*YOUR GOAL*: Format the lines of the entries below, from the line with "For every instance of the man" up to and including the line with "x=689 y=309", as a Markdown table with the columns Row and Text. Put a row number in Row and the line in Text, and skip any blank lines.

*DATASET EXCERPTS*:
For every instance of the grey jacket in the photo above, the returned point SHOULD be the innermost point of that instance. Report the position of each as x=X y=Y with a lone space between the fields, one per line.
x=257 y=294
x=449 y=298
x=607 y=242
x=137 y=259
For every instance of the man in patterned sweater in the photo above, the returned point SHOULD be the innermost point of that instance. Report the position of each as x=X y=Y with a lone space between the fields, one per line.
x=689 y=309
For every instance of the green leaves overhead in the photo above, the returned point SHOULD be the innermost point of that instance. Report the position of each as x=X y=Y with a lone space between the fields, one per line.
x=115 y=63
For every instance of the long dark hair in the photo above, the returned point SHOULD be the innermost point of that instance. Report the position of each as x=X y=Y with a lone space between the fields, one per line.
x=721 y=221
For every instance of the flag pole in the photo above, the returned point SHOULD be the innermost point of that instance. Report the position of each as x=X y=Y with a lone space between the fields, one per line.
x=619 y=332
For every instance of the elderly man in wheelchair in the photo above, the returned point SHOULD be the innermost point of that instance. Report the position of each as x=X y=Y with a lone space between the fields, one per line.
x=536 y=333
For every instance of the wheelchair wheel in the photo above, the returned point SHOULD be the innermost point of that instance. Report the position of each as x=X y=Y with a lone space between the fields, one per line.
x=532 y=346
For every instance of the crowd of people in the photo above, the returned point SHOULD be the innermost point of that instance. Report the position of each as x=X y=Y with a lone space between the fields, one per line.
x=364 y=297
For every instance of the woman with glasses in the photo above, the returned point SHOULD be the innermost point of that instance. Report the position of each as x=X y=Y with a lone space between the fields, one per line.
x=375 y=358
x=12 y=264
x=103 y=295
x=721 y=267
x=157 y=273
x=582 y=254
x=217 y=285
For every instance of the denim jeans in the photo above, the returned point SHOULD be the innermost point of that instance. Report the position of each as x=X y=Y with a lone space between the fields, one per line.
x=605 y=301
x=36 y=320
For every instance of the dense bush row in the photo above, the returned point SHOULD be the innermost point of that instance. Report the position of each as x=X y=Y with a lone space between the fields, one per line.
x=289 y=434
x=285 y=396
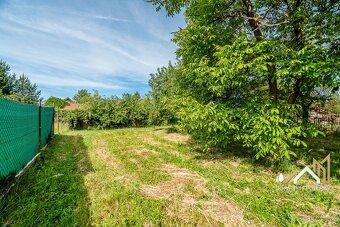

*WRITTEN ANSWER*:
| Row | Text |
|---|---|
| 1 | For every instance of the man in patterned sweater in the photo above, the returned point SHOULD be the innermost point of that instance. Report the position of each as x=X y=Y with a lone space between the fields, one per line. |
| 2 | x=689 y=309 |